■ TASK STATEMENT
Output every line of the data exactly as it appears.

■ EXTRACTED RECORDS
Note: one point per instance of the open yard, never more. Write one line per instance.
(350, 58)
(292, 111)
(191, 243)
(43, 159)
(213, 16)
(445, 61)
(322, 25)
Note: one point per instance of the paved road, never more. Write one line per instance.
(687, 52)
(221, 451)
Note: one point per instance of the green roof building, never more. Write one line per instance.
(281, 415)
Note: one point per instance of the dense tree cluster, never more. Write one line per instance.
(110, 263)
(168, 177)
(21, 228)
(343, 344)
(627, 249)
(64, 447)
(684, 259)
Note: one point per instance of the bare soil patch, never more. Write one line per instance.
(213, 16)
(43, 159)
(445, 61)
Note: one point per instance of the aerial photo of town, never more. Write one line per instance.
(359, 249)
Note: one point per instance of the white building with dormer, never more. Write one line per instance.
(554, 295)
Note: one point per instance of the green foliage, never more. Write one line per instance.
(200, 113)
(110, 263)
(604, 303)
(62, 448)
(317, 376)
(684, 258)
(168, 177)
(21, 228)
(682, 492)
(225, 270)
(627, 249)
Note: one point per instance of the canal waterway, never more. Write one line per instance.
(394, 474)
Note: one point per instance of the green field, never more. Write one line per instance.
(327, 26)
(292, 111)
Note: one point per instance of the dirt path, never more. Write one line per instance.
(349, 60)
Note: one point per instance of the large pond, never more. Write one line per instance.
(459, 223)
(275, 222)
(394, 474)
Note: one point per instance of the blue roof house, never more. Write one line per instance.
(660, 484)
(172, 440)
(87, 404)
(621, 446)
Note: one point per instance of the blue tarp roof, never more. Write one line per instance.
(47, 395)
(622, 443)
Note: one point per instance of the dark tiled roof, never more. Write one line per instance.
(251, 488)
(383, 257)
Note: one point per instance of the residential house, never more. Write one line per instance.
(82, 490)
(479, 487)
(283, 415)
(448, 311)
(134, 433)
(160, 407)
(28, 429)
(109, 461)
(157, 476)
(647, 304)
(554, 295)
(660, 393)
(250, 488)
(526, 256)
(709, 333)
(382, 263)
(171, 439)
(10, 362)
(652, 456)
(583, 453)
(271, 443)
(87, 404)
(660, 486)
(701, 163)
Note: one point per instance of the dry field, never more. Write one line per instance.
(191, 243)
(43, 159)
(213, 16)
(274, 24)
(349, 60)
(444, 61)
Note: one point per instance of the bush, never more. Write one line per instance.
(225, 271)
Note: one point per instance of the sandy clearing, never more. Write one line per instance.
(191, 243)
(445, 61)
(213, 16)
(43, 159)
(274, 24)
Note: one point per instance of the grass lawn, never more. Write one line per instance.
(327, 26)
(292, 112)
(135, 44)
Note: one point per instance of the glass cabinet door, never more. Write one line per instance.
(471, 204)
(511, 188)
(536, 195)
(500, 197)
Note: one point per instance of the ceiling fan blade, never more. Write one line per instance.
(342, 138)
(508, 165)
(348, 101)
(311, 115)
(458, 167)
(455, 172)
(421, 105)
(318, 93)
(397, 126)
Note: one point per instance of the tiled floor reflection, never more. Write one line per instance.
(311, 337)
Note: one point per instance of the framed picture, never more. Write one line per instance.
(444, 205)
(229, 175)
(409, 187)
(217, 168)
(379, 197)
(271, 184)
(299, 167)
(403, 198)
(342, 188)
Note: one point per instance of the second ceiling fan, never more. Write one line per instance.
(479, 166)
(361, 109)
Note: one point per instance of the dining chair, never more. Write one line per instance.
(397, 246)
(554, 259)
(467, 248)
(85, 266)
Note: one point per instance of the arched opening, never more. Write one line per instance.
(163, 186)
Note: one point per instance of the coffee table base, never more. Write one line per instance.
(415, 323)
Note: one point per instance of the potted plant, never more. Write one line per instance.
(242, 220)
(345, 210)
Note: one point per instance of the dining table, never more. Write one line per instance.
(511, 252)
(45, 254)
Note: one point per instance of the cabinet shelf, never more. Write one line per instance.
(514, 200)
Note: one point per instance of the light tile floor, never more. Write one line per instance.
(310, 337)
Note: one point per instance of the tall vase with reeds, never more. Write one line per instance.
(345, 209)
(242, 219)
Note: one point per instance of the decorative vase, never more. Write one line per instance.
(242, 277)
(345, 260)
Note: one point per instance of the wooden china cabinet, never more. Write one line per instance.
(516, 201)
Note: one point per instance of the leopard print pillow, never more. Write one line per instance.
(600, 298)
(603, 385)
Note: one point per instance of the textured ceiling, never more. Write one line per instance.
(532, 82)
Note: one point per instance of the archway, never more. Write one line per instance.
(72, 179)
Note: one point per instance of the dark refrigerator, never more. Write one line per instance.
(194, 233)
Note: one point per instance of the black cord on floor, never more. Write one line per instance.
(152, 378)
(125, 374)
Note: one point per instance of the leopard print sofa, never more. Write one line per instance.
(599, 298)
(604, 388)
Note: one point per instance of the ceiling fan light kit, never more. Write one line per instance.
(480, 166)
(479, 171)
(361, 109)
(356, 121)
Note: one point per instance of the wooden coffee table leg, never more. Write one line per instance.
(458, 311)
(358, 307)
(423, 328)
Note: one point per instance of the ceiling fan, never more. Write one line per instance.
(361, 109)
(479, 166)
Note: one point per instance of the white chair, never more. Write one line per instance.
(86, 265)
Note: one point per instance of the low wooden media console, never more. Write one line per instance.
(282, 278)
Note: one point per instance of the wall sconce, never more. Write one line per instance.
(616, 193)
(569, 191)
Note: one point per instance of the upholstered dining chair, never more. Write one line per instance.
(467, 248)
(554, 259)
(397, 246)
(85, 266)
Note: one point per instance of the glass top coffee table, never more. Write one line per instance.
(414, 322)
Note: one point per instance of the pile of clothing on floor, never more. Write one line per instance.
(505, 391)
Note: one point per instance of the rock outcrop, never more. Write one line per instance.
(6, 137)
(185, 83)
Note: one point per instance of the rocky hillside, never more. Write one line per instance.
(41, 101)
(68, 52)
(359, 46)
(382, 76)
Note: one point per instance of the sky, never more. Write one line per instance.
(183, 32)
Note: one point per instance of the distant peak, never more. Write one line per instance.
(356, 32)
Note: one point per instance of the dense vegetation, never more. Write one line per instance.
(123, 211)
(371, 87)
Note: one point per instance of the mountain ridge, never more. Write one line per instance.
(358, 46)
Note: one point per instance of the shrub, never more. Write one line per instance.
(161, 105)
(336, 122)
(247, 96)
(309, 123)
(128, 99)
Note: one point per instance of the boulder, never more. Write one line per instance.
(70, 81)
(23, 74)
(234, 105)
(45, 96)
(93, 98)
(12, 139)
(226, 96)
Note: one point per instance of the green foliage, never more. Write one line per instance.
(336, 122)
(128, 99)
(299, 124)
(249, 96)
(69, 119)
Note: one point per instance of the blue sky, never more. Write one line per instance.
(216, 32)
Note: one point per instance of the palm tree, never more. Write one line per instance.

■ REPLY
Note: one point per instance of the open yard, never more. Write one line per instance.
(350, 58)
(292, 111)
(191, 243)
(43, 159)
(213, 16)
(445, 61)
(322, 25)
Note: one point per instance of the paved road, never more. Write one line per instance.
(687, 52)
(221, 451)
Note: one point per instance of the green roof building, never more. Write one line per instance.
(281, 415)
Note: one point per instance of the dense tree cluster, never more. Write one line per instance.
(110, 263)
(168, 177)
(21, 228)
(343, 344)
(627, 249)
(64, 447)
(684, 259)
Note: one point per instance of the bare soil patch, never more. Write one line per instance.
(213, 16)
(43, 159)
(445, 61)
Note: one point per instance of the aerial photo of town, never more. Write one line per instance.
(359, 249)
Note: one point per instance of the white building with dormer, never more. Write one line per instance.
(554, 295)
Note: one point per instance of the green foliage, never more. Write one line per instance.
(200, 113)
(110, 263)
(604, 303)
(62, 448)
(317, 376)
(684, 258)
(168, 177)
(21, 228)
(682, 492)
(225, 270)
(627, 249)
Note: one point per instance of the canal waterway, never more. Write one line per instance.
(394, 474)
Note: one point per instance of the green field, never more. Write one line per instance.
(327, 26)
(292, 111)
Note: one point per instance of the dirt path, never more. Write one line per instance.
(349, 60)
Note: one point per instance of the large pond, never more. Write one line per instance.
(459, 223)
(275, 222)
(394, 474)
Note: one point per instance of the blue roof house, never more. Write one line per instance.
(660, 484)
(172, 440)
(87, 404)
(621, 446)
Note: one point per instance of the blue tarp roof, never more. Write one line per instance.
(47, 395)
(622, 443)
Note: one point per instance of the dark tiled roof, never more. Write one line per instance.
(251, 488)
(383, 257)
Note: one point per instance of the residential house, never more. Write one line per instance.
(82, 490)
(479, 487)
(283, 415)
(448, 311)
(134, 433)
(160, 407)
(28, 429)
(109, 461)
(157, 476)
(647, 304)
(554, 295)
(660, 393)
(250, 488)
(526, 256)
(709, 333)
(382, 263)
(171, 439)
(10, 362)
(652, 456)
(583, 453)
(271, 443)
(87, 404)
(660, 486)
(701, 163)
Note: one point per instance of the dry field, never more. Write one line per instance.
(191, 243)
(43, 159)
(213, 16)
(274, 24)
(349, 60)
(444, 61)
Note: one point per instance of the bush, never more. Write one line per instance.
(225, 271)
Note: one point per instance of the sandy clearing, never more. Write one line per instance.
(191, 243)
(445, 61)
(213, 16)
(43, 159)
(274, 24)
Note: one point per instance of the grass lawn, never more. Write one line per instance.
(327, 26)
(292, 112)
(135, 44)
Note: one point per instance of the glass cabinet door, never more. Write one line per instance.
(471, 204)
(511, 188)
(536, 195)
(500, 197)
Note: one point per instance of the ceiling fan blade, never more. Write one line per instance.
(342, 138)
(508, 165)
(348, 101)
(311, 115)
(458, 167)
(455, 172)
(421, 105)
(318, 93)
(397, 126)
Note: one point per instance of the tiled floor reflection, never more. Write one line per instance.
(311, 337)
Note: one point per instance of the framed picture, never more. Write one line per instance.
(444, 205)
(229, 175)
(409, 187)
(217, 168)
(379, 197)
(271, 184)
(299, 167)
(403, 198)
(342, 188)
Note: one point per instance of the second ceiling fan, never more. Write one line per instance.
(479, 166)
(361, 109)
Note: one point per instance of the dining chair, never more. Write one line per instance.
(397, 246)
(554, 259)
(467, 248)
(85, 266)
Note: one point per instance of the arched opening, never more. Write one line per instance.
(163, 186)
Note: one point per instance of the coffee table base, never more. Write one line per instance.
(415, 323)
Note: one point per instance of the potted plant, never more. Write one line per instance.
(242, 220)
(345, 210)
Note: one point per instance of the dining table, never more. Write one line per instance.
(511, 252)
(45, 254)
Note: one point per instance of the cabinet shelf, never more. Write one line per instance.
(514, 200)
Note: one point per instance of the light tile floor, never more. Write one line per instance.
(310, 337)
Note: one point per instance of the tall vase with reeds, never more. Write one line per instance.
(345, 209)
(242, 219)
Note: one point per instance of the decorative vase, never more. Write one line per instance.
(242, 277)
(345, 260)
Note: one point per instance of the wooden china cabinet, never more. Write one line per instance.
(516, 201)
Note: one point per instance of the leopard print pillow, never more. Write one line per instance.
(600, 298)
(603, 385)
Note: one point per instance of the textured ceiling, never more. Write one line per instance.
(532, 82)
Note: one point per instance of the archway, never more. Write one line per instance.
(72, 179)
Note: one point per instance of the dark refrigerator, never more. Write one line per instance.
(194, 233)
Note: one point per instance of the black cord on floor, never more. Write one line per instance.
(152, 378)
(125, 374)
Note: one point per instance of the leopard print sofa, never more. Write one line per instance.
(599, 298)
(604, 388)
Note: one point per instance of the ceiling fan light kit, never more. Write one line per instance.
(480, 166)
(479, 171)
(361, 109)
(356, 121)
Note: one point per instance of the wooden coffee table leg, never more. Write one line per instance.
(458, 311)
(358, 307)
(423, 328)
Note: one point per instance of the ceiling fan, never more. Write one line per instance.
(361, 109)
(479, 166)
Note: one point per instance of the white chair, never more. Write one line per instance.
(86, 265)
Note: one point per instance of the low wooden media console, never more. Write one line per instance.
(282, 278)
Note: one point per instance of the wall sconce, never more. Write one line per instance.
(616, 193)
(569, 191)
Note: one point per instance of the upholstered dining chair, never more. Write one line per instance.
(467, 248)
(554, 259)
(397, 246)
(85, 266)
Note: one point per instance of the glass top coffee table, never more. Write one line per instance.
(414, 322)
Note: one point per instance of the pile of clothing on floor, never more. Write one line per instance.
(505, 391)
Note: one point per instance of the rock outcrop, never more. Write one line per instance.
(6, 137)
(185, 83)
Note: one point per instance of the rocky hillside, never more. Write one line per instance.
(41, 101)
(68, 52)
(359, 46)
(382, 76)
Note: one point per instance of the sky, never more. Write one line per instance.
(183, 32)
Note: one point per instance of the distant peak, never more. Write one line per instance.
(356, 32)
Note: one point per instance of the dense vegetation, never more. Write one line per instance.
(123, 211)
(371, 87)
Note: one point per instance of the mountain ridge, never more. Write one line per instance.
(358, 46)
Note: one point per instance of the shrub, never more. Write one line per instance.
(161, 105)
(336, 122)
(247, 96)
(309, 123)
(128, 99)
Note: one point per instance of the boulder, never more. Write one line per instance.
(70, 81)
(23, 74)
(234, 105)
(45, 96)
(93, 98)
(12, 139)
(226, 96)
Note: one point per instance of the green foliage, never more. Write one line per instance.
(336, 122)
(128, 99)
(299, 124)
(249, 96)
(69, 119)
Note: one point per instance of the blue sky, never more. Write one line per instance.
(216, 32)
Note: one point per instance of the palm tree, never more. Write one line per instance.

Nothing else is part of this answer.